------ LISTED RECORDS ------

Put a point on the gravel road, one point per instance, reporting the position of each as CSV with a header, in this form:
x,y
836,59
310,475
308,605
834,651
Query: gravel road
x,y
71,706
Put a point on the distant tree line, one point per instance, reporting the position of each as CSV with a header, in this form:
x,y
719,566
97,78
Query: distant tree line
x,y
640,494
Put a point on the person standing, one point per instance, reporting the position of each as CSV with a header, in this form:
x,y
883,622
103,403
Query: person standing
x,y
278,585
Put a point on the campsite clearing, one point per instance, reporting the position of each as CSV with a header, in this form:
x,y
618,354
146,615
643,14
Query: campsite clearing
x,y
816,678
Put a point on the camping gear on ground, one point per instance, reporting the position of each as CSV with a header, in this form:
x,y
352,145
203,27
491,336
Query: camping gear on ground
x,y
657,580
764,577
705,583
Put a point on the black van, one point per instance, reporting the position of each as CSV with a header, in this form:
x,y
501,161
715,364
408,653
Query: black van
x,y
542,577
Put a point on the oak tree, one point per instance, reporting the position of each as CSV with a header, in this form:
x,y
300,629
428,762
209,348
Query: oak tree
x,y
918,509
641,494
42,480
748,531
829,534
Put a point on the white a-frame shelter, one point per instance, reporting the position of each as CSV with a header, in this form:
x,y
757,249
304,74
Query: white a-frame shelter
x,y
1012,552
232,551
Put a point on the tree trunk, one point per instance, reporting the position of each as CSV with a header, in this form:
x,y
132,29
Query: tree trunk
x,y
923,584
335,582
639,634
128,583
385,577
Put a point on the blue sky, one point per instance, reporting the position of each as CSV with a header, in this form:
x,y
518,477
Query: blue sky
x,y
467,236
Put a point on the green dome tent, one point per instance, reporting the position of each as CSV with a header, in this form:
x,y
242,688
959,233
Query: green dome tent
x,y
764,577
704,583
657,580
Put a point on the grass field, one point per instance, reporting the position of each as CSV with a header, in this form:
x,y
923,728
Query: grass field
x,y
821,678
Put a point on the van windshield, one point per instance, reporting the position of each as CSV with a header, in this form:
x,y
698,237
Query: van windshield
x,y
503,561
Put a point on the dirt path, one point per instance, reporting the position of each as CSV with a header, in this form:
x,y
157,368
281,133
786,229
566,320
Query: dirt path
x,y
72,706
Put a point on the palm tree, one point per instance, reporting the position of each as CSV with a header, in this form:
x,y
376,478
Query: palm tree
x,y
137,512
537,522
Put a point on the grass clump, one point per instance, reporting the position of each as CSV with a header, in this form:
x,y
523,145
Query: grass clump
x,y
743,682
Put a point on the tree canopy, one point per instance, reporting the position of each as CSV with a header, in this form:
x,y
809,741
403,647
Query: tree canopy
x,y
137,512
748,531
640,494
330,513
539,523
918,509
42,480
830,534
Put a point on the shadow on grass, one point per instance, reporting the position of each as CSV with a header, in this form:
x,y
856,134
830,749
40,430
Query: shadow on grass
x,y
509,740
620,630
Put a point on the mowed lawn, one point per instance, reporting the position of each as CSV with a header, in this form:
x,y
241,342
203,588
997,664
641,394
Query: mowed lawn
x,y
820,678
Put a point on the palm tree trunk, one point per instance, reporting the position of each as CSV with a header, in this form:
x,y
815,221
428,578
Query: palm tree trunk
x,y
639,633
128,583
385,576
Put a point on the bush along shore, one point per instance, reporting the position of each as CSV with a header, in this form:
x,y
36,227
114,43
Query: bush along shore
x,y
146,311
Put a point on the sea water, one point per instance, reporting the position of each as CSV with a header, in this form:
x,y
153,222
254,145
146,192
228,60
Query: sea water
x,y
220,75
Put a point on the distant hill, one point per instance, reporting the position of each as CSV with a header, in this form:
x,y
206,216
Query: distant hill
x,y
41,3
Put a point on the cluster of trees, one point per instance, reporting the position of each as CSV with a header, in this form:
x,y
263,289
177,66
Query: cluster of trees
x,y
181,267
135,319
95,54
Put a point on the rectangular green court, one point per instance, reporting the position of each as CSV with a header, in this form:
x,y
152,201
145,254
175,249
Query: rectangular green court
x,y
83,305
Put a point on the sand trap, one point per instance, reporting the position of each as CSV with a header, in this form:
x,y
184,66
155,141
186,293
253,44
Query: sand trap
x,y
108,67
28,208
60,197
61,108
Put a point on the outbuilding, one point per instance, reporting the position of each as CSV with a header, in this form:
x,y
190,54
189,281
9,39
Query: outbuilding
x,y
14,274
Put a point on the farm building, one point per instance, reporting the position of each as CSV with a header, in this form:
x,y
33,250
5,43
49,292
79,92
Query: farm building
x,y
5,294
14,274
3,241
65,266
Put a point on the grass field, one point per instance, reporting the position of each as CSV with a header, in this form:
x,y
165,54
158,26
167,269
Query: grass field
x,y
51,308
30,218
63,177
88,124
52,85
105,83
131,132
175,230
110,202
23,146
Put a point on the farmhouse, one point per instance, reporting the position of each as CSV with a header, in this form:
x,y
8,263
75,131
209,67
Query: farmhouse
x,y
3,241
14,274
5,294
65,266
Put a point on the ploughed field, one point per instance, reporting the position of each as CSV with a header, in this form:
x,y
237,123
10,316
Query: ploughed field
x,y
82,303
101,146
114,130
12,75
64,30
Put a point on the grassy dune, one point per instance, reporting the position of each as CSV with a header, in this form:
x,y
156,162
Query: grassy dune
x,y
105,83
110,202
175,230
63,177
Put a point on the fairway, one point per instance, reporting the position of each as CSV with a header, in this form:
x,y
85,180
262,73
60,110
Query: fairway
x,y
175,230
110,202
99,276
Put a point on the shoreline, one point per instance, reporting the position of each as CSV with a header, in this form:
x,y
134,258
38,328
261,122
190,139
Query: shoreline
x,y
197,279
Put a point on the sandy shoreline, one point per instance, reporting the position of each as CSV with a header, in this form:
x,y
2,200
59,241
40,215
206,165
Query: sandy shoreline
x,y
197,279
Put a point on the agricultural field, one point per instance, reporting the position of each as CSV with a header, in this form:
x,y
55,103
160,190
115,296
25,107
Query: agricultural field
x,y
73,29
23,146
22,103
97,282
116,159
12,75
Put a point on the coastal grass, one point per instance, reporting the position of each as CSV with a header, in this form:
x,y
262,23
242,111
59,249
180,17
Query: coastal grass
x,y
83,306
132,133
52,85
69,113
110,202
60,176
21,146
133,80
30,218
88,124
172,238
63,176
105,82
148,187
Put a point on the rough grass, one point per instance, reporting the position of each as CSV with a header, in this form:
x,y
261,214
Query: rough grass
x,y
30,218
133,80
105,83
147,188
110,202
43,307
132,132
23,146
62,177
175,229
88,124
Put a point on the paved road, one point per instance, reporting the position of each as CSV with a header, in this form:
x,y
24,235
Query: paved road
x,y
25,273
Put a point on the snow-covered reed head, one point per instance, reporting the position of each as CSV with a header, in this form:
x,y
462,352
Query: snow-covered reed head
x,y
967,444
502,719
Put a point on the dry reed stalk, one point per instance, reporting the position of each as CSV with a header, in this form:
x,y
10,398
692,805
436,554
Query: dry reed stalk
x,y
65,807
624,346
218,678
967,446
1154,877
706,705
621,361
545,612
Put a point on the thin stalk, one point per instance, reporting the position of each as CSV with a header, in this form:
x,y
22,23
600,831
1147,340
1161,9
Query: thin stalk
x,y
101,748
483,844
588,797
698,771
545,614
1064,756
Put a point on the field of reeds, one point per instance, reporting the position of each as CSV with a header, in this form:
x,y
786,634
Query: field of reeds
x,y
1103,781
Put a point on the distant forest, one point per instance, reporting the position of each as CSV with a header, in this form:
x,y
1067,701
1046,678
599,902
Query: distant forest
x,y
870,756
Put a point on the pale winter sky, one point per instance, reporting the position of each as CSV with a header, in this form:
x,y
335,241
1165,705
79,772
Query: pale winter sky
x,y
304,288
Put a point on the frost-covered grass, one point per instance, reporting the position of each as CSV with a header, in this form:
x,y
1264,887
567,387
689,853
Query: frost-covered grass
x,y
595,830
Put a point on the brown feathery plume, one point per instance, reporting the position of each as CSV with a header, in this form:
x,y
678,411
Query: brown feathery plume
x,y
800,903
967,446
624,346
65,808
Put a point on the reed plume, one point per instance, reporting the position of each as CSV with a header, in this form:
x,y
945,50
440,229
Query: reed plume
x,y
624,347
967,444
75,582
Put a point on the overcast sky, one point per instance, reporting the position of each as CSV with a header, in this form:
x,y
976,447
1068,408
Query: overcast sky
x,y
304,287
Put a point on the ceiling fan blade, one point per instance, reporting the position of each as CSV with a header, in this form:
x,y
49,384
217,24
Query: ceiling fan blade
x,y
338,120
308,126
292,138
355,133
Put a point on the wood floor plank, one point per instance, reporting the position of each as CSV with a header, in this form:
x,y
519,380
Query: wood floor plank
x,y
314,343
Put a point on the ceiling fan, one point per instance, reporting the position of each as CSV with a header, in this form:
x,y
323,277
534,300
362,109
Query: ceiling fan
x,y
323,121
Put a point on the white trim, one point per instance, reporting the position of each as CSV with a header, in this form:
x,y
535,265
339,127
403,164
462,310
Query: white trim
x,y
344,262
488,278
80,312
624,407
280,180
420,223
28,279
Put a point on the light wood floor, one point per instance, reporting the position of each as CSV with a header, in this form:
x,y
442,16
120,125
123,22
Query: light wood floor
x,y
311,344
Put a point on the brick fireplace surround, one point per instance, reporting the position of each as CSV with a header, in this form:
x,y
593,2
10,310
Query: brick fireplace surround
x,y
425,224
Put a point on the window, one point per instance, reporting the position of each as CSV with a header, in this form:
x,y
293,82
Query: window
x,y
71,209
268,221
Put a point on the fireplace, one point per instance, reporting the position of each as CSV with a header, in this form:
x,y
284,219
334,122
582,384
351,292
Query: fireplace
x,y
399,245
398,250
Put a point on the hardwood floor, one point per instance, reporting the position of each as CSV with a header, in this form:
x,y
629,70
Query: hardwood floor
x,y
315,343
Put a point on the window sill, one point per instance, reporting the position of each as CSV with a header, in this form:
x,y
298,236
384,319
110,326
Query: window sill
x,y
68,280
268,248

------

### AIM
Return exactly the lines of the data, and only those, from the line with "Put a point on the light" through the last line, inclusive.

### RESPONSE TO THE EXERCISE
Put a point on the light wood floor, one point per instance, reporting the position of each as CSV with a header, in this form:
x,y
442,16
120,125
123,22
Query: light wood floor
x,y
311,344
Put a point on the brick fireplace surround, one point per instance, reporting the position of each as CSV with a header, in this form:
x,y
593,2
10,310
Query: brick fireplace surround
x,y
425,224
Put a point on the window, one point per instance, reporting the position of each as CSV with a header, in this form:
x,y
293,82
Query: window
x,y
71,209
268,221
Put a point on the fireplace, one point per instance, reporting the position of each as CSV with a header, in this form:
x,y
284,219
334,122
582,384
351,292
Query: fireplace
x,y
399,245
398,250
Put a point on the hardwood floor, one point per instance, reporting the position of each as CSV with a header, in this form:
x,y
629,70
Query: hardwood floor
x,y
315,343
Put a point on the window sill, one point per instance, reporting the position of each as CSV with a header, in this form:
x,y
298,236
384,319
110,326
Query: window sill
x,y
68,280
268,248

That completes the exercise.